[Stored entries]
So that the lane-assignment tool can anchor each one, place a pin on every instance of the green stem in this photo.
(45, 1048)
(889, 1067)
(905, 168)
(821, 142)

TASK DESCRIPTION — Reproduce every line of the material above, requests included, scaling each coordinate in the answers by 2.35 and rounding to the nearest whole number, with halves rounded up. Leave any numbers in the requests unchanged.

COMPLETE ANSWER —
So that the lane-assignment tool can anchor each one, place a pin on every instance of the green stem in this photo.
(106, 2463)
(2089, 2507)
(2127, 395)
(1929, 334)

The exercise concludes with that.